● **Direction**
Report each line in the listing below that contains the word "green" by copying that line in full.

Dataset items
★ ★ ★ ★ ★

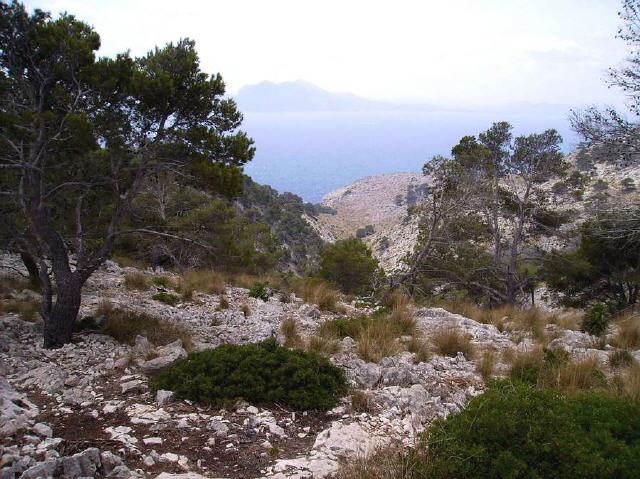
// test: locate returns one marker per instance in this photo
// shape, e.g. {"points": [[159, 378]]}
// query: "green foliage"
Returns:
{"points": [[263, 373], [517, 431], [167, 298], [260, 291], [604, 267], [350, 265], [596, 319]]}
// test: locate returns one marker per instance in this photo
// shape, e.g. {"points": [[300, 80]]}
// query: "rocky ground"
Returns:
{"points": [[85, 410]]}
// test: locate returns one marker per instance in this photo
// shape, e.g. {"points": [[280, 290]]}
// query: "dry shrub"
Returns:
{"points": [[124, 325], [137, 281], [324, 343], [451, 341], [391, 463], [376, 341], [486, 364], [627, 383], [205, 281], [627, 335], [291, 331], [362, 401], [27, 309], [319, 293]]}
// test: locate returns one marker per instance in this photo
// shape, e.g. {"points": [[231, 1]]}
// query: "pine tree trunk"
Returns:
{"points": [[60, 321]]}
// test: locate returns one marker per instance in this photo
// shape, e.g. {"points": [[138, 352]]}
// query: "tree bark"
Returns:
{"points": [[60, 321]]}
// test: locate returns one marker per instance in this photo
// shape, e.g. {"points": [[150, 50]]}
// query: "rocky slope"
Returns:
{"points": [[382, 201], [86, 411]]}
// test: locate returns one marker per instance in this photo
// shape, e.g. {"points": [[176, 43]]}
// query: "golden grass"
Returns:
{"points": [[486, 364], [205, 281], [136, 281], [627, 335], [291, 332], [362, 401], [376, 341], [451, 341], [124, 325], [391, 463]]}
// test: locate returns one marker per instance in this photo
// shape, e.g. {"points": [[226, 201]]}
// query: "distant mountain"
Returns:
{"points": [[297, 96]]}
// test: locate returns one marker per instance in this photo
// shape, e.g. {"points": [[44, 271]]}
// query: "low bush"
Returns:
{"points": [[136, 281], [451, 341], [124, 325], [260, 291], [263, 373], [205, 281], [167, 298], [596, 320], [515, 430]]}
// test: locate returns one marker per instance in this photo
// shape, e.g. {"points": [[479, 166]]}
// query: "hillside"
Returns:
{"points": [[381, 201]]}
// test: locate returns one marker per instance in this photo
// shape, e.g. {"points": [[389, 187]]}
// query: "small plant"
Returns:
{"points": [[223, 303], [451, 341], [136, 281], [362, 401], [620, 358], [260, 291], [291, 333], [596, 320], [124, 325], [167, 298], [486, 364], [263, 373]]}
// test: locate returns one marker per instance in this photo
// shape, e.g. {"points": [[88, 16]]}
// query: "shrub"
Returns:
{"points": [[515, 430], [136, 281], [596, 319], [260, 291], [451, 341], [628, 333], [124, 325], [350, 265], [167, 298], [205, 281], [263, 373], [620, 358]]}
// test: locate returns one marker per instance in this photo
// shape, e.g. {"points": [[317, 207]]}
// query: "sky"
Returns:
{"points": [[451, 53]]}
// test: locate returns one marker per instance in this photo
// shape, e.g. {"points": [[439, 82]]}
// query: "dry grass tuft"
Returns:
{"points": [[205, 281], [451, 341], [124, 325], [376, 341], [627, 335], [291, 331], [486, 364], [362, 401], [390, 463], [136, 281]]}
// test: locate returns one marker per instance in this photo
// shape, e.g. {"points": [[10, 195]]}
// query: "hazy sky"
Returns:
{"points": [[462, 52]]}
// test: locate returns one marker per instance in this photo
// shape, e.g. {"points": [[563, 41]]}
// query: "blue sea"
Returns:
{"points": [[313, 153]]}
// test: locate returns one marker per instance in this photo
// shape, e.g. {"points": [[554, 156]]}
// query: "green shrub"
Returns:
{"points": [[596, 320], [260, 291], [167, 298], [517, 431], [260, 373]]}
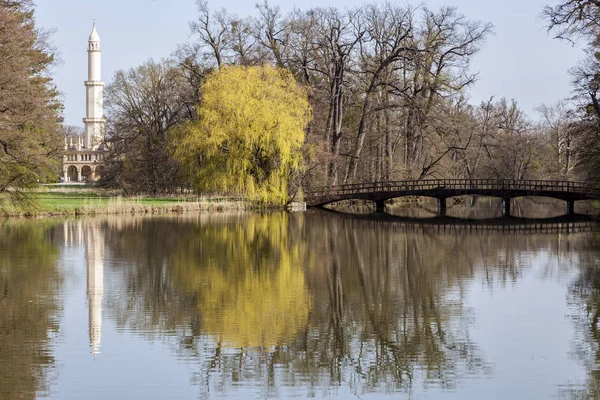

★ ★ ★ ★ ★

● **Problem solution**
// query: "green foliage"
// query: "green shrub"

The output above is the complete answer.